**Work instruction:** Which lines mention "cartoon"? Show each one from the listing.

**Records to process:**
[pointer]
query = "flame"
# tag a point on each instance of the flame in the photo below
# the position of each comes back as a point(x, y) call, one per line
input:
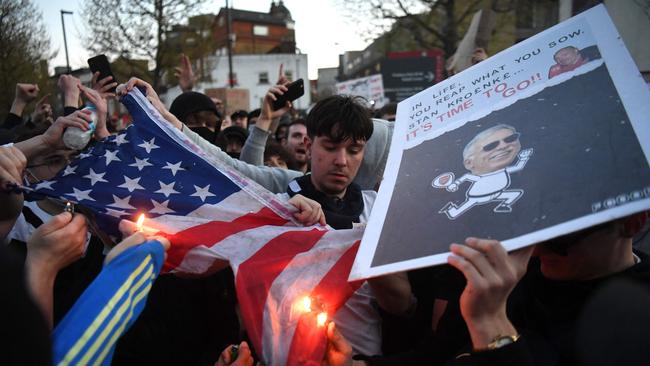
point(321, 319)
point(140, 222)
point(306, 304)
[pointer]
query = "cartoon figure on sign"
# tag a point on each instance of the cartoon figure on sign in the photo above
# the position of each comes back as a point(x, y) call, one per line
point(488, 157)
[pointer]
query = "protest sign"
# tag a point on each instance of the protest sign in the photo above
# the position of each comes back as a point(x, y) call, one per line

**Task solution:**
query = "cartoon figure on sign"
# tag a point on each instance of the cartoon figure on sign in the photo above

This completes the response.